Text:
-*-
Monetization of customer experience will progress at an increasing pace. Commercialization of this trend began around 2000 when the so-called internet bubble happened. Coincidence?
A vital criterion for assessing data management efficiency in enterprises is ease of use. Great user experience is a priority, not the whim of a spoiled customer. Data processing in a company should resemble driving a car: fast, safe and comfortable. Today’s consumers look for both instant results and comfort. Business managers should seek the same. There must be no gap dividing consumer electronics into smartphones, car navigation devices and tablets on the one hand and professional workplace applications on the other. The competition for good employees will be won by those who realize the importance of comfort and convenience for the users of systems and devices. The world has forced us to democratize the handling of tools that rely on sophisticated technologies. The rule, therefore, is that simpler is better. The rise of the cloud as a universal data exchange model has propelled the popularity of such applications like Dropbox, Google Drive, and WeTransfer. Complicated project management has been simplified by Asana and Trello, while task scheduling and note management has become much more enjoyable thanks to the likes of Evernote. All these tools follow one fundamental principle: the simpler it is, the more efficient it is.
Simple solutions can produce interesting scenarios. While browsing the web, almost everyone encounters ads for website builders that help us – simple users – design basic websites. It is not a stretch to conceive lay people having access to easy-to-use tools for easily applications. Today’s start-ups are developing solutions that will enable web users to distinguish real information from false. Future users will be able to build – all by themselves – applications that will help them in the process, by putting together just a few building blocks. Soon, devices that make our lives easier in business and the office will no longer require IT expertise to produce. We will create them ourselves. The building of business applications may soon resemble playing with Lego blocks – we ourselves will define the purpose of the device and how it is going to work. Perhaps such smart toys for professionals will be indispensable to come to grips with the reality that overwhelms us with a constant barrage of new content.
User experience is applications. Apps are data. And the data is for sale. Data is bound to be monetized at an ever-faster rate. The push to commercialize data began around 2000 with the bursting of the so-called dot-com bubble. The internet-based companies that survived launched a search for new income streams. This gave birth to the idea of creating demand for a whole new product: data. The idea caught on in the marketing community, which badly needed data to identify customer behaviors and profiles. In fact, everyone needs data today, which is why the companies that offer tools for instant information sorting and retrieval have an interesting future ahead of them. The buying of off-the-shelf algorithms by big business may become a trend, leading in time to the emergence of new technology industries. Against this background, it is difficult to disagree with Hal Varian, Google’s chief economist, who claims that piling data on top of data will not, in itself, add to its value. Instead, value will be gained by the intelligence that goes into designing the algorithms that make sense of it all. Google’s success, he says, “is about recipes, not ingredients.” Instead, the value will be gained by the intelligence that goes into designing data filtering, sorting and organizing algorithms. The future of the data market lies in the information obtained from sensors placed on public transport and in public places, where all of us leave “traces” of our presence and produce mountains of data in social media and online stores. It is in these areas that the BIG DATA game will continue to play out. Algorithm makers should watch this closely as this is where the most valuable “resource”: knowledge about today’s customers, will be found. Will future algorithms “convert” data streams from all these diverse sources to make them appealing to corporate buyers? Only time will tell. It is the data that will drive and fuel the applications or neural networks, but the user experience will decide whether customers will buy data-based services. The winner will be the supplier whose process will be more responsive to the client’s needs or will redefine or recreate the client’s needs.
-*-
Supplied entries:
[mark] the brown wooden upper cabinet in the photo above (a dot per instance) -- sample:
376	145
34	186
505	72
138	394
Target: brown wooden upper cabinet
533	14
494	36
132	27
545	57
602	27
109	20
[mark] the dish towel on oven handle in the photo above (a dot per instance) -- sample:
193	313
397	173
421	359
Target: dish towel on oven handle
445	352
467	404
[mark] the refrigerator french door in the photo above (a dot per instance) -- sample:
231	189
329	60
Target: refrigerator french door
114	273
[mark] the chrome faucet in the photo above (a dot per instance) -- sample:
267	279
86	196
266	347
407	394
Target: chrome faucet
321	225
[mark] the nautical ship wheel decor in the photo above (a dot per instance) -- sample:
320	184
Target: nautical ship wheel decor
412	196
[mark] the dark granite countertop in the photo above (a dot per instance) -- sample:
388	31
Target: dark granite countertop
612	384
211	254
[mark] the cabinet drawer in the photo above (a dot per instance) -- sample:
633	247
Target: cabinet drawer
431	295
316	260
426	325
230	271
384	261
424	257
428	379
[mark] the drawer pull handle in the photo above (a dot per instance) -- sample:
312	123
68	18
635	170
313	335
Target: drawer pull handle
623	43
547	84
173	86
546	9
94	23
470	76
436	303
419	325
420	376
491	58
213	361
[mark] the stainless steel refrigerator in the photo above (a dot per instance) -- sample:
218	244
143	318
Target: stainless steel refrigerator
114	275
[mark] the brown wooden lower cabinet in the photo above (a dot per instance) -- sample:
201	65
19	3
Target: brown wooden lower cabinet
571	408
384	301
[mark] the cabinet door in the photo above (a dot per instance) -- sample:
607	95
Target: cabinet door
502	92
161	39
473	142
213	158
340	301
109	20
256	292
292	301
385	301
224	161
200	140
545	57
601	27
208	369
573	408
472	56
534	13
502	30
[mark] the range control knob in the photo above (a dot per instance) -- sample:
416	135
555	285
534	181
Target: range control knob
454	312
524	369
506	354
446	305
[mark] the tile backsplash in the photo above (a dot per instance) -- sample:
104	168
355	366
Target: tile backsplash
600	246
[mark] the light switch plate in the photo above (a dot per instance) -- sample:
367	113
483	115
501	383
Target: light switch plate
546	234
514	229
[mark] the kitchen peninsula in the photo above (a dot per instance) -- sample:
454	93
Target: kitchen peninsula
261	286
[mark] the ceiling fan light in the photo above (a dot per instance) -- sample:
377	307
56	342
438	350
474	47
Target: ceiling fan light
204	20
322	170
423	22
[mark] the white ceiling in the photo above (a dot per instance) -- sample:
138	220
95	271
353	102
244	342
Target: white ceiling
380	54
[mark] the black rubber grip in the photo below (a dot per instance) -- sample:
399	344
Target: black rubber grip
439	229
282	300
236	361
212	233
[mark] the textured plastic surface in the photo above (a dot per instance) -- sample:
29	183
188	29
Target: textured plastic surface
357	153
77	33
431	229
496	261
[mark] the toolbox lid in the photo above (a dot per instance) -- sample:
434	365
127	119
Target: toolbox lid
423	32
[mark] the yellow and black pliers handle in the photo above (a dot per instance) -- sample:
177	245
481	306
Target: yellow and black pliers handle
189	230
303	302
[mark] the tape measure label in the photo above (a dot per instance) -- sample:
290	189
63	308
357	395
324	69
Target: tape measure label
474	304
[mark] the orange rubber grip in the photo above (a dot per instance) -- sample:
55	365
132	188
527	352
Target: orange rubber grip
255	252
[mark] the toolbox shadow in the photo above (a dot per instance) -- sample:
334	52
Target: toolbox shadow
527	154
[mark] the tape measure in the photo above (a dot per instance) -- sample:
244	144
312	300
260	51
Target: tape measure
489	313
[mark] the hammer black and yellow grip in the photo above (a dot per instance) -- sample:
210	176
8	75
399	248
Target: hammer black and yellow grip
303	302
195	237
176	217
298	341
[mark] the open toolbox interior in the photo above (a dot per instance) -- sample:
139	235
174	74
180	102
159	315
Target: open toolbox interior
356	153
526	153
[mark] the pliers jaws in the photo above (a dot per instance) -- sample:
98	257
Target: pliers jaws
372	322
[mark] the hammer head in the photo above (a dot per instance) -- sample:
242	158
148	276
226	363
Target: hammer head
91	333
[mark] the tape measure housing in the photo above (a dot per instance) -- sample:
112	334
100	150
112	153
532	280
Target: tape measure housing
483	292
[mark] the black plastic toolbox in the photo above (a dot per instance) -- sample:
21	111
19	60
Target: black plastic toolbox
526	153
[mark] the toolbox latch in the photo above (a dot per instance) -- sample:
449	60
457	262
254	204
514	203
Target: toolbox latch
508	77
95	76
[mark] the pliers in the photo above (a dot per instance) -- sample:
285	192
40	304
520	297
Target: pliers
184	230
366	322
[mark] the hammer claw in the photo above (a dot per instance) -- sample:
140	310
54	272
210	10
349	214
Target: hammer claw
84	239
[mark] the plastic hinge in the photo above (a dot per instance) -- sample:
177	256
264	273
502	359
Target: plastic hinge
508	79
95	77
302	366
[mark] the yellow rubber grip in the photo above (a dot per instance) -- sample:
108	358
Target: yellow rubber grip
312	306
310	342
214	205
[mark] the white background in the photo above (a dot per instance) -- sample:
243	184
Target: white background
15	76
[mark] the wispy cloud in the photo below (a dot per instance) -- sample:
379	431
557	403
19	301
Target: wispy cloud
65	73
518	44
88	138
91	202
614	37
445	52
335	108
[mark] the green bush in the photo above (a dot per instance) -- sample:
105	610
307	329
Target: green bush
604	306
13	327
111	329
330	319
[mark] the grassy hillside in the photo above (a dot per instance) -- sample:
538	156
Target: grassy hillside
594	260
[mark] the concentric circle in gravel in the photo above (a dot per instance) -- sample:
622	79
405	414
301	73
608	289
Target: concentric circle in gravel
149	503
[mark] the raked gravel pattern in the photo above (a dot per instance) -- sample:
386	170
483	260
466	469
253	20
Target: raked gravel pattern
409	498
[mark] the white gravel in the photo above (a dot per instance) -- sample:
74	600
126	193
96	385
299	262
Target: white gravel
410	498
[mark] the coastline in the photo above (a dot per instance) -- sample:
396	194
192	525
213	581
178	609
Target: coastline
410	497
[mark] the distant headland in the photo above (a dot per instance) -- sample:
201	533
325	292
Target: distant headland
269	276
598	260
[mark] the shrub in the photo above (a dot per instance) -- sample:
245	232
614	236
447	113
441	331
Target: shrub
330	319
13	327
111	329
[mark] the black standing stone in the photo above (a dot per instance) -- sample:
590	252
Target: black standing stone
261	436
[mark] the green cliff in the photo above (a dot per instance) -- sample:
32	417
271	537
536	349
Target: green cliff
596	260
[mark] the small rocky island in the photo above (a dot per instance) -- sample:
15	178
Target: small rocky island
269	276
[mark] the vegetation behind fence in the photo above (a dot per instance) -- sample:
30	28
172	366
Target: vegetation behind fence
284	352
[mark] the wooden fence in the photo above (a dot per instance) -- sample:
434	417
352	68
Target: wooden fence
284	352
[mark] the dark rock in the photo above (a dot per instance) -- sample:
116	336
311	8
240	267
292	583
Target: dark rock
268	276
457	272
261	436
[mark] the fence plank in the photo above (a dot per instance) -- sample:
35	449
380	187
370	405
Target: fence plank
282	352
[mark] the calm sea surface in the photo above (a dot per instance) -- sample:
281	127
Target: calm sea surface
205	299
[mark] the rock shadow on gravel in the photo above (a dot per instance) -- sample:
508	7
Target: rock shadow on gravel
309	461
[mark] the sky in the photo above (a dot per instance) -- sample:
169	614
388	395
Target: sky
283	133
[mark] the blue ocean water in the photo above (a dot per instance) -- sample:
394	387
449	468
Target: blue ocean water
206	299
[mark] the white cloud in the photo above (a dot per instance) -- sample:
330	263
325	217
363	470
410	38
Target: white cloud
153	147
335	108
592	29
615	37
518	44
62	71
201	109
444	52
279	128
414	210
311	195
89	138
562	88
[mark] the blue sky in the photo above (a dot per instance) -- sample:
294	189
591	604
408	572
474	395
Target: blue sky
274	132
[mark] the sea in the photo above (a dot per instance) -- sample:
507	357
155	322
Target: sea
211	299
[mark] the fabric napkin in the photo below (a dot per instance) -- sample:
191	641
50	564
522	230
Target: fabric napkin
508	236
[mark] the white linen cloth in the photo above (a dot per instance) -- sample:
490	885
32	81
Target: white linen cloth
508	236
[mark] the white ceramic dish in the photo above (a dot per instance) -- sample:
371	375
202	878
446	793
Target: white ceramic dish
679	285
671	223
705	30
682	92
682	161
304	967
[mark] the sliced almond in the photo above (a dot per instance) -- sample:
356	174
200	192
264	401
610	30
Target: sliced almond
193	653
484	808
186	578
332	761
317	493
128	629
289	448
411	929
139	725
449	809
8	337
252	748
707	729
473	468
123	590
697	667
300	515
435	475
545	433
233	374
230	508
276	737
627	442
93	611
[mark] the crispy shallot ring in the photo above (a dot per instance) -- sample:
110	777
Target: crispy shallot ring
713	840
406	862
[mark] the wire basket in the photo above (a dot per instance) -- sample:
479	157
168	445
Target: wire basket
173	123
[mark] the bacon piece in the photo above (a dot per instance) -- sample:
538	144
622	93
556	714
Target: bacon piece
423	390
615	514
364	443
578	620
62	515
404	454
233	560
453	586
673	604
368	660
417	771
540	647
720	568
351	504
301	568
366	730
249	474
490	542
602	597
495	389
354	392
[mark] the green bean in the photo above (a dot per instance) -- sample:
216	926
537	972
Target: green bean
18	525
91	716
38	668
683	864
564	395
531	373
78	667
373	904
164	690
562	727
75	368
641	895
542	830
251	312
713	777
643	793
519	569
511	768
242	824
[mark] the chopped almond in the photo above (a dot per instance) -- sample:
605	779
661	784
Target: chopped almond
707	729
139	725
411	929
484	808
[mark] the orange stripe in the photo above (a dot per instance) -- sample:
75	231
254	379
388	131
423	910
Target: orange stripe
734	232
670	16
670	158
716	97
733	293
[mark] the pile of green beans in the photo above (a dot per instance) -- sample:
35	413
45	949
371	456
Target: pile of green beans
-*-
Complete the following:
(A) Answer these questions using the essay on data and user experience:
(i) What should data processing in a company resemble?
(ii) What position does Hal Varian hold?
(iii) What may the building of business applications soon resemble?
(B) List every software tool or application mentioned by name in the essay on data and user experience.
(C) Resume the essay on data and user experience, picking up after its final sentence.
The material above is separate from the essay on data and user experience.

The responses:
(A)
(i) Driving a car: fast, safe and comfortable.
(ii) He is Google's chief economist.
(iii) Playing with Lego blocks.

(B) Dropbox, Google Drive, WeTransfer, Asana, Trello, Evernote

(C)
By inviting artificial intelligence into our world, we will create many jobs for lawyers. Undoubtedly, a battle will break out between social media owners, insurers and regular citizens. Each of these groups sees data and information protection rights in a completely different light, and data has become a very sensitive and controversial commodity. Evermore, regulators are aware of just how sensitive it is as they attempt to design laws (such as the EU’s General Data Protection Act that goes into effect May 25) to regulate data trading.
Regulation is not going to be easy. “Machine learning,” for example, is automated to perfects itself as it acquires experience; the more search queries artificial intelligence processes, the better its responses. The question, therefore, is whether the algorithms that use this technology will be able to protect our data from undesirable use. While technologically feasible, every business with an interest in acquiring and using as much data as it can get its hands on will see the question from a very different perspective.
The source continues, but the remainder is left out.